§ DOCUMENT EXTRACT:
Shortly thereafter, he emigrated again, this time to Chicago, IL. There he polished his skills in Cardiology at the University of Illinois and was appointed in the Faculty staff starting with the title of Clinical Instructor at the Abraham Lincoln School of Medicine.

At the end of the seventies and early eighties, Dr Ducasse became earnestly involved in the affairs of AMHE. From simple member, he rose up in ranks in the local chapter, to become soon thereafter member of the chapter’s Executive Committee. As President of the AMHE Chicago chapter, he organized in 1989 the very successful AMHE Annual Convention from August 2nd to sixth, in Lincolnshire, IL Due to the success of that convention, he was elected unopposed to the position of national treasurer within the Central Executive Committee. In July 1994, he was the keynote speaker at the convention held in St Louis, MO. He was introduced then with his newly-minted academic title of Clinical Assistant Professor of Medical Cardiology at the Abraham Lincoln School of Medicine of the University of Illinois. It was a mouthful. The assistance could not refrain itself from bursting out a collective chuckle and received Reynold with such a vibrant round of applause that everyone knew that Dr Ducasse had bought the audience, lock, stock, and barrel. Whatever he would say in the few minutes after, would be received as golden droppings coming off the mouth of a deeply thinking philosopher. Fortunately, Dr Ducasse was at the right altitude. The audience was not short-changed. and received that night, one of the most masterly-crafted keynote speech in the annals of AMHE.

Throughout his dealings within AMHE, his excellent work caught everyone’s attention and when the Association’s Foundation Board of Directors needed to fill a vacancy, he was offered, and he accepted to be the secretary of the Board. This is where Reynold would demonstrate his true skill in leadership. He reorganized the charitable activities within AMHE, by melting together scattered organizations created in St Louis, MO, New York, NY, and elsewhere to carry out goodwill works toward Haiti, while since its inception AMHE had a Foundation as its charitable arm. From that effort, the official AMHE Medical Relief Foundation was rechristened to become the AMHE Foundation and to be the only and official umbrella under which, all charitable activities will be carried out.

§ WHAT IS EXPECTED:
Continue the account of Dr Ducasse's work with AMHE from where it stops.

§ EXERCISE DATA:
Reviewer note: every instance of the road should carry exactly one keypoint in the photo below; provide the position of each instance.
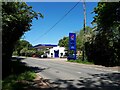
(62, 74)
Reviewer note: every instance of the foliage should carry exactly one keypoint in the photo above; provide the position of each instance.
(104, 48)
(16, 20)
(14, 82)
(20, 45)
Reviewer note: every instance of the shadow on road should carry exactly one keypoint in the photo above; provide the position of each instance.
(109, 81)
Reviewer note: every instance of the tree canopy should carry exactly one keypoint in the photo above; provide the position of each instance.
(16, 20)
(105, 47)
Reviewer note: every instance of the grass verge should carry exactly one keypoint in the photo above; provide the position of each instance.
(21, 76)
(18, 82)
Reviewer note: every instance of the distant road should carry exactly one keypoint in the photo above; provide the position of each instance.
(62, 74)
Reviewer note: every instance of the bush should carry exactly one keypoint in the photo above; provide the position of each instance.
(14, 82)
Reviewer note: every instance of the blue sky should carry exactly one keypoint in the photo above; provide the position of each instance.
(52, 12)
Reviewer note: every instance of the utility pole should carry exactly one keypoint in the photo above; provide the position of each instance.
(84, 25)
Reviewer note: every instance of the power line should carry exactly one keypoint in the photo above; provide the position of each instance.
(57, 21)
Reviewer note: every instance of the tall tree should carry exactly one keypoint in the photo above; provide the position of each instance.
(105, 47)
(17, 18)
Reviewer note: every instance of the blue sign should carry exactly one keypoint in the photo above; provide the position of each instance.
(72, 46)
(72, 41)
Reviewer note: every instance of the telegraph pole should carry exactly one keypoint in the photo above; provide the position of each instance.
(84, 25)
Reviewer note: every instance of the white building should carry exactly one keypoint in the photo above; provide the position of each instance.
(56, 52)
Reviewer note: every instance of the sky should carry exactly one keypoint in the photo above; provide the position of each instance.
(52, 12)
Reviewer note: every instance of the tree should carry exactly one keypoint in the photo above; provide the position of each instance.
(20, 44)
(64, 42)
(105, 47)
(17, 18)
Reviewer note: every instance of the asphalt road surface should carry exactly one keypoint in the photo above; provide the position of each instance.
(62, 74)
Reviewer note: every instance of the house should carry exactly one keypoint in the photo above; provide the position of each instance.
(57, 52)
(52, 51)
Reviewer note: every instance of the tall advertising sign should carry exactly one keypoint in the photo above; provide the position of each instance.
(72, 46)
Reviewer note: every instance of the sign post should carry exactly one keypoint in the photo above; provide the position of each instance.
(72, 46)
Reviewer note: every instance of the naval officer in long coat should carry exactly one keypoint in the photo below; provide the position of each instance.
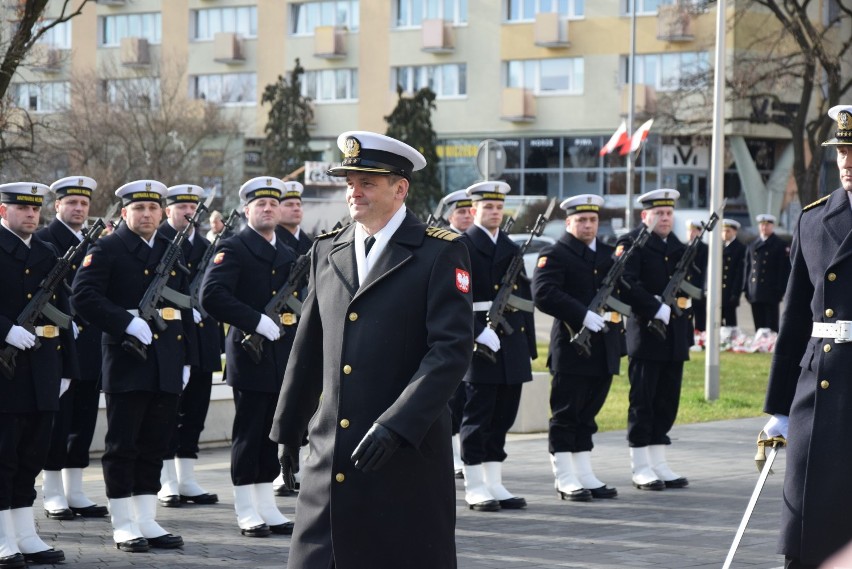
(809, 391)
(385, 337)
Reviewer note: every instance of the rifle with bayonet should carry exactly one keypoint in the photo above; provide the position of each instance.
(157, 290)
(604, 299)
(195, 285)
(40, 305)
(678, 285)
(253, 343)
(504, 299)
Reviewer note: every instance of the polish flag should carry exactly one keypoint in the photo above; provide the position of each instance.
(618, 139)
(637, 139)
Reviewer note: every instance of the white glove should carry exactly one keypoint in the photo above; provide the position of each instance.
(140, 330)
(776, 426)
(267, 328)
(664, 312)
(593, 321)
(489, 339)
(20, 337)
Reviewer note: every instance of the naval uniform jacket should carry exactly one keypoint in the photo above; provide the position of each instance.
(809, 382)
(733, 272)
(111, 281)
(35, 385)
(767, 269)
(245, 274)
(488, 264)
(207, 333)
(647, 273)
(391, 351)
(567, 277)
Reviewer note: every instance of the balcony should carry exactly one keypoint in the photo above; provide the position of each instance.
(518, 105)
(437, 36)
(227, 48)
(551, 31)
(675, 24)
(330, 42)
(134, 52)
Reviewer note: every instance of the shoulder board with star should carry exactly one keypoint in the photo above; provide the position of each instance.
(444, 234)
(820, 201)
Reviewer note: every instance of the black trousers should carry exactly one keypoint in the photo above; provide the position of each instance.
(489, 412)
(192, 412)
(654, 400)
(74, 426)
(139, 426)
(765, 315)
(24, 438)
(254, 457)
(575, 401)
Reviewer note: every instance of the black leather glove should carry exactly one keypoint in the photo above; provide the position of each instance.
(289, 459)
(375, 449)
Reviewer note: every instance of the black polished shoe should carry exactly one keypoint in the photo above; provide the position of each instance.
(93, 511)
(257, 531)
(486, 506)
(167, 541)
(15, 561)
(138, 545)
(513, 503)
(201, 499)
(46, 557)
(65, 514)
(677, 483)
(282, 529)
(603, 492)
(171, 501)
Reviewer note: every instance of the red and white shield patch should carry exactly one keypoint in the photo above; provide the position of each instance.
(463, 280)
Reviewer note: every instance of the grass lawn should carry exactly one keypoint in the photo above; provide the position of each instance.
(741, 390)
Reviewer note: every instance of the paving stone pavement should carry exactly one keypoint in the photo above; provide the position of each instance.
(672, 529)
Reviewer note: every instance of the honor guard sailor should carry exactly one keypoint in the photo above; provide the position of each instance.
(385, 338)
(567, 277)
(40, 363)
(141, 395)
(74, 426)
(247, 271)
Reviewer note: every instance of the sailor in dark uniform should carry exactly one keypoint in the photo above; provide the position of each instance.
(567, 277)
(74, 426)
(141, 394)
(656, 366)
(178, 481)
(44, 363)
(767, 270)
(493, 390)
(246, 272)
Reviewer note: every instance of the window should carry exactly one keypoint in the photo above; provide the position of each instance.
(207, 23)
(525, 10)
(331, 85)
(670, 71)
(448, 80)
(411, 13)
(114, 28)
(305, 16)
(137, 93)
(558, 76)
(224, 88)
(53, 96)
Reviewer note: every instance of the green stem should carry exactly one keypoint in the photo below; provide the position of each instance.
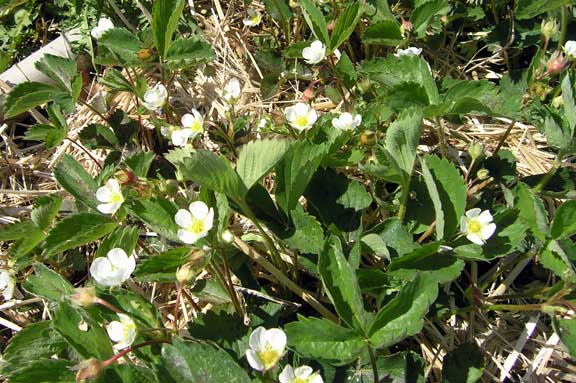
(544, 181)
(373, 363)
(564, 26)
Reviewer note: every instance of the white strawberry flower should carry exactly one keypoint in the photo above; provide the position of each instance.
(155, 97)
(193, 121)
(111, 197)
(314, 53)
(195, 222)
(232, 91)
(7, 284)
(477, 225)
(410, 51)
(301, 116)
(266, 348)
(104, 24)
(113, 269)
(302, 374)
(346, 121)
(570, 49)
(254, 18)
(122, 332)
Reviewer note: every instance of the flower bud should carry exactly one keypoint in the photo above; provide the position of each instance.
(88, 369)
(185, 273)
(558, 102)
(556, 63)
(483, 174)
(227, 236)
(84, 296)
(475, 150)
(145, 54)
(549, 28)
(125, 176)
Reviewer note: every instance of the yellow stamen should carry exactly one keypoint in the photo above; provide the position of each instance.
(474, 227)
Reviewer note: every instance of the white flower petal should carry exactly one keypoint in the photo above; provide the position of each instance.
(303, 372)
(485, 217)
(277, 339)
(187, 236)
(473, 212)
(254, 361)
(100, 269)
(475, 238)
(104, 194)
(257, 341)
(488, 230)
(183, 218)
(198, 209)
(287, 375)
(117, 257)
(115, 331)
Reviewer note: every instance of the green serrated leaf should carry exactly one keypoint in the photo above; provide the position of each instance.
(403, 315)
(341, 285)
(257, 158)
(35, 341)
(123, 44)
(564, 224)
(60, 70)
(315, 20)
(345, 24)
(422, 15)
(464, 364)
(185, 52)
(159, 214)
(114, 80)
(295, 171)
(212, 172)
(51, 135)
(196, 362)
(71, 175)
(165, 16)
(124, 237)
(97, 136)
(442, 266)
(448, 193)
(308, 235)
(48, 284)
(528, 9)
(77, 230)
(28, 95)
(321, 339)
(402, 139)
(83, 333)
(140, 163)
(532, 211)
(40, 371)
(162, 267)
(385, 32)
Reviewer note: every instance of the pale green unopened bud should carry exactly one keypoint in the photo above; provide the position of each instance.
(557, 102)
(184, 273)
(483, 174)
(227, 236)
(84, 296)
(549, 28)
(475, 150)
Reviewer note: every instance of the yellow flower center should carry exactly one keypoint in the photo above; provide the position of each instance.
(268, 357)
(116, 197)
(474, 227)
(196, 126)
(302, 121)
(197, 227)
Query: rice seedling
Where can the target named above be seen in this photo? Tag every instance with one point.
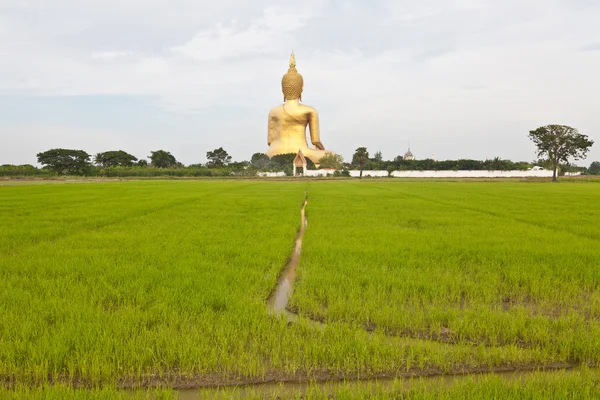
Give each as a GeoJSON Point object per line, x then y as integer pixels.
{"type": "Point", "coordinates": [162, 283]}
{"type": "Point", "coordinates": [514, 264]}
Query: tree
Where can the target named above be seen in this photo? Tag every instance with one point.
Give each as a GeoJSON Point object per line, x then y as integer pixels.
{"type": "Point", "coordinates": [360, 158]}
{"type": "Point", "coordinates": [559, 143]}
{"type": "Point", "coordinates": [594, 168]}
{"type": "Point", "coordinates": [259, 160]}
{"type": "Point", "coordinates": [114, 158]}
{"type": "Point", "coordinates": [217, 158]}
{"type": "Point", "coordinates": [331, 160]}
{"type": "Point", "coordinates": [162, 159]}
{"type": "Point", "coordinates": [66, 161]}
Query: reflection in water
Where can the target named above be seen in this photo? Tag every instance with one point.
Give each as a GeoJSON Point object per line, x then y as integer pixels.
{"type": "Point", "coordinates": [278, 300]}
{"type": "Point", "coordinates": [366, 387]}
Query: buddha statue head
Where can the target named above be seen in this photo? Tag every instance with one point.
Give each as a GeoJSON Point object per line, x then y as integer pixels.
{"type": "Point", "coordinates": [292, 82]}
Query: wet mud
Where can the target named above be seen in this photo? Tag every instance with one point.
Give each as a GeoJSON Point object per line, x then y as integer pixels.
{"type": "Point", "coordinates": [279, 298]}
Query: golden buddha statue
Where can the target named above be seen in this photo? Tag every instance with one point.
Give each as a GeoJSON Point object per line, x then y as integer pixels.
{"type": "Point", "coordinates": [287, 122]}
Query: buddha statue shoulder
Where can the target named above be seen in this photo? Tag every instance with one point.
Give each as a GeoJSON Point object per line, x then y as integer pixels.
{"type": "Point", "coordinates": [288, 121]}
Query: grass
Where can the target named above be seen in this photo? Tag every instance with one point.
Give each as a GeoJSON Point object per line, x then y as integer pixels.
{"type": "Point", "coordinates": [473, 263]}
{"type": "Point", "coordinates": [164, 282]}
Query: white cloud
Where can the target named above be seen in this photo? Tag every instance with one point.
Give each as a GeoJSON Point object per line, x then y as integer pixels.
{"type": "Point", "coordinates": [391, 69]}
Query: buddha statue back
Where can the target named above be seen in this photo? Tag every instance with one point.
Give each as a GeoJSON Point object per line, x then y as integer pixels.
{"type": "Point", "coordinates": [288, 121]}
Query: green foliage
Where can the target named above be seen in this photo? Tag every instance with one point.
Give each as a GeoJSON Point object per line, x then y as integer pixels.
{"type": "Point", "coordinates": [331, 160]}
{"type": "Point", "coordinates": [114, 158]}
{"type": "Point", "coordinates": [9, 170]}
{"type": "Point", "coordinates": [496, 164]}
{"type": "Point", "coordinates": [217, 158]}
{"type": "Point", "coordinates": [66, 161]}
{"type": "Point", "coordinates": [162, 159]}
{"type": "Point", "coordinates": [559, 144]}
{"type": "Point", "coordinates": [594, 168]}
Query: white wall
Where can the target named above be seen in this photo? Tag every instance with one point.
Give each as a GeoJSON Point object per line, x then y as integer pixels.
{"type": "Point", "coordinates": [431, 174]}
{"type": "Point", "coordinates": [472, 174]}
{"type": "Point", "coordinates": [318, 172]}
{"type": "Point", "coordinates": [270, 174]}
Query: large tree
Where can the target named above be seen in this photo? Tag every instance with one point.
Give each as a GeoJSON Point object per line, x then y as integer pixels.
{"type": "Point", "coordinates": [559, 143]}
{"type": "Point", "coordinates": [66, 161]}
{"type": "Point", "coordinates": [217, 158]}
{"type": "Point", "coordinates": [360, 158]}
{"type": "Point", "coordinates": [162, 159]}
{"type": "Point", "coordinates": [114, 158]}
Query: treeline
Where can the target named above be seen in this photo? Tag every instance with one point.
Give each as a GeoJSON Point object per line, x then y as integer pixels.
{"type": "Point", "coordinates": [118, 163]}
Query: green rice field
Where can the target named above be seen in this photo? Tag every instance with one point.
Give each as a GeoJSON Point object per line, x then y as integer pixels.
{"type": "Point", "coordinates": [112, 285]}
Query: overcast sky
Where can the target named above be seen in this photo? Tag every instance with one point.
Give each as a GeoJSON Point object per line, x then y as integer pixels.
{"type": "Point", "coordinates": [455, 79]}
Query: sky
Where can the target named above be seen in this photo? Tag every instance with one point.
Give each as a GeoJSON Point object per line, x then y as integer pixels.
{"type": "Point", "coordinates": [449, 78]}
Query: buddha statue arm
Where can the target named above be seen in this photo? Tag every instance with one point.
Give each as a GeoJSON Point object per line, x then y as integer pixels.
{"type": "Point", "coordinates": [313, 125]}
{"type": "Point", "coordinates": [271, 134]}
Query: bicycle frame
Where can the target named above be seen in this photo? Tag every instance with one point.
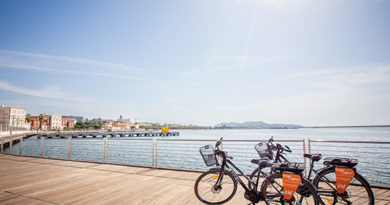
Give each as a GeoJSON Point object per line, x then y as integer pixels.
{"type": "Point", "coordinates": [232, 167]}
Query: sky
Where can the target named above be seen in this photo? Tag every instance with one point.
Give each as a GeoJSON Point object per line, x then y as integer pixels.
{"type": "Point", "coordinates": [199, 62]}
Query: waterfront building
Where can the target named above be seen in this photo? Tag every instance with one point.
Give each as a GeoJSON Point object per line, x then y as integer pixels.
{"type": "Point", "coordinates": [40, 122]}
{"type": "Point", "coordinates": [46, 122]}
{"type": "Point", "coordinates": [68, 122]}
{"type": "Point", "coordinates": [11, 117]}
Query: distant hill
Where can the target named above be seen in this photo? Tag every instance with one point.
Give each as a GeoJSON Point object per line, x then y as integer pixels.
{"type": "Point", "coordinates": [255, 125]}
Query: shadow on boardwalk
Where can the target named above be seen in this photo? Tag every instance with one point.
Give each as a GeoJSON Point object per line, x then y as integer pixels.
{"type": "Point", "coordinates": [25, 180]}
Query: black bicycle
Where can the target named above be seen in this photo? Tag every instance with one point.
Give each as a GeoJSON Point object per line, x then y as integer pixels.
{"type": "Point", "coordinates": [219, 184]}
{"type": "Point", "coordinates": [353, 190]}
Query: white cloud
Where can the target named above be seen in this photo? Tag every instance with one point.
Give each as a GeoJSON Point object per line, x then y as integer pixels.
{"type": "Point", "coordinates": [39, 68]}
{"type": "Point", "coordinates": [71, 59]}
{"type": "Point", "coordinates": [51, 92]}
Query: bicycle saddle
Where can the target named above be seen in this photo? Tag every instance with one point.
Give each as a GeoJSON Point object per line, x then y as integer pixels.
{"type": "Point", "coordinates": [294, 167]}
{"type": "Point", "coordinates": [314, 157]}
{"type": "Point", "coordinates": [263, 162]}
{"type": "Point", "coordinates": [338, 161]}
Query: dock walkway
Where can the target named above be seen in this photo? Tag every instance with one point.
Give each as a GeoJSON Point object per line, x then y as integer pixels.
{"type": "Point", "coordinates": [27, 180]}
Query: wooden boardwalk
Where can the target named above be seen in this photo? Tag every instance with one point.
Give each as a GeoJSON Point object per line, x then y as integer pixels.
{"type": "Point", "coordinates": [26, 180]}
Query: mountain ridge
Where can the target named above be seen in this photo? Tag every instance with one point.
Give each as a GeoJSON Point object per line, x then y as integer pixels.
{"type": "Point", "coordinates": [255, 125]}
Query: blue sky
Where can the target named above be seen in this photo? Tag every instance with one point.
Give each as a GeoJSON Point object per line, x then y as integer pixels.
{"type": "Point", "coordinates": [199, 62]}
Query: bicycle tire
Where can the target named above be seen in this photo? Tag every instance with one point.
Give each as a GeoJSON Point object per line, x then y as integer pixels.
{"type": "Point", "coordinates": [305, 192]}
{"type": "Point", "coordinates": [210, 180]}
{"type": "Point", "coordinates": [356, 185]}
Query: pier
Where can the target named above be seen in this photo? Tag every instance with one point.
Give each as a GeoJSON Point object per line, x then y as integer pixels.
{"type": "Point", "coordinates": [108, 134]}
{"type": "Point", "coordinates": [28, 180]}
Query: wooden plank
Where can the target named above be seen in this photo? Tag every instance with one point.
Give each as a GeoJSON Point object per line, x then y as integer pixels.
{"type": "Point", "coordinates": [44, 181]}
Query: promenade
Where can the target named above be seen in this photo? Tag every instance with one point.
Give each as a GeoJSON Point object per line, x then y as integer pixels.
{"type": "Point", "coordinates": [26, 180]}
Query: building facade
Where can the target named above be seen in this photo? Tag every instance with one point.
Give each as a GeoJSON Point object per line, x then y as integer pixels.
{"type": "Point", "coordinates": [68, 122]}
{"type": "Point", "coordinates": [47, 122]}
{"type": "Point", "coordinates": [11, 117]}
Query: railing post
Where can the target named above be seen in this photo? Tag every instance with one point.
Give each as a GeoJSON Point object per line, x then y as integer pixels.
{"type": "Point", "coordinates": [42, 146]}
{"type": "Point", "coordinates": [152, 153]}
{"type": "Point", "coordinates": [21, 146]}
{"type": "Point", "coordinates": [69, 148]}
{"type": "Point", "coordinates": [304, 152]}
{"type": "Point", "coordinates": [105, 150]}
{"type": "Point", "coordinates": [155, 154]}
{"type": "Point", "coordinates": [10, 146]}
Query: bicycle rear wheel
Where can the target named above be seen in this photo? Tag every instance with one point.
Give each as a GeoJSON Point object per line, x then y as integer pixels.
{"type": "Point", "coordinates": [209, 191]}
{"type": "Point", "coordinates": [358, 191]}
{"type": "Point", "coordinates": [272, 188]}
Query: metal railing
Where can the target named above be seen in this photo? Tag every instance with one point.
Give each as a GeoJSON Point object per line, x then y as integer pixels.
{"type": "Point", "coordinates": [184, 153]}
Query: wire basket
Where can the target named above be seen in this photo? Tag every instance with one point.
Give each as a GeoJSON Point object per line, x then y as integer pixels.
{"type": "Point", "coordinates": [208, 155]}
{"type": "Point", "coordinates": [264, 150]}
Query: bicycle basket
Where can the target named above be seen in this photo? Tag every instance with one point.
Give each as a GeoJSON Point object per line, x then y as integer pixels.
{"type": "Point", "coordinates": [264, 150]}
{"type": "Point", "coordinates": [208, 155]}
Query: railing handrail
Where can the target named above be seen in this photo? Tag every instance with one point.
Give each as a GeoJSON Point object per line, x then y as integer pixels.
{"type": "Point", "coordinates": [342, 141]}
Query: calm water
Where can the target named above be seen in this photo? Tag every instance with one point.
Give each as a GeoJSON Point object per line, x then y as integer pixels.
{"type": "Point", "coordinates": [373, 158]}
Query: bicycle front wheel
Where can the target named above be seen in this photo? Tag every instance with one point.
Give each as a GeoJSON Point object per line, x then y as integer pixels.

§ EXERCISE RESULT:
In all his dealings with the organizations, Reynold was never one to seek personal gain and to show that selfishness that had creeped within our ranks and had become so rampant, that we loathe to see it in exhibit by certain members nowadays. He could have abused the Foundation. He could have made expensive junket trips to be paid by the Foundation. He never did it. He was never a taker but always a giver. When his wife died in 1994 shortly after that keynote speech in St Louis MO, he immortalized her name by creating the Mariette Ducasse Memorial Fund to promote medical education in Haiti and housed it within the AMHE Foundation in 1996.

For all his selfless and magnanimous behavior within AMHE, I place him on the same pedestal as the original quintet that created AMHE.  As a survivor of that quintet, I am sure that the departed ones would have agreed with me and that I would secure their vote if they could cast it.

Reynold, we miss you dearly. We offer that memorial to your life, so the upcoming Haitian physicians can take your life as a shining example of what theirs can be. We ask that from wherever you may be above us, you continue to keep a watchful eye on the tiny progress of that association within which you had devoted so much of your time and talent. We wish that you continue to guide us, so we can navigate safely among these social and psychological reefs that are always there to get us and to threaten our very existence. And may God receive your soul safely in His kingdom.

We present our sincere condolences to Reynold’s brothers Daniel and Russel, and to the rest of the family. A small private religious ceremony will be arranged by the family today, December 18th, before the cremation of the body. AMHE, through its Chicago branch, will have a memorial ceremony to celebrate Dr Reynold Ducasse’s life and his achievements. Place, date and time will be communicated when known.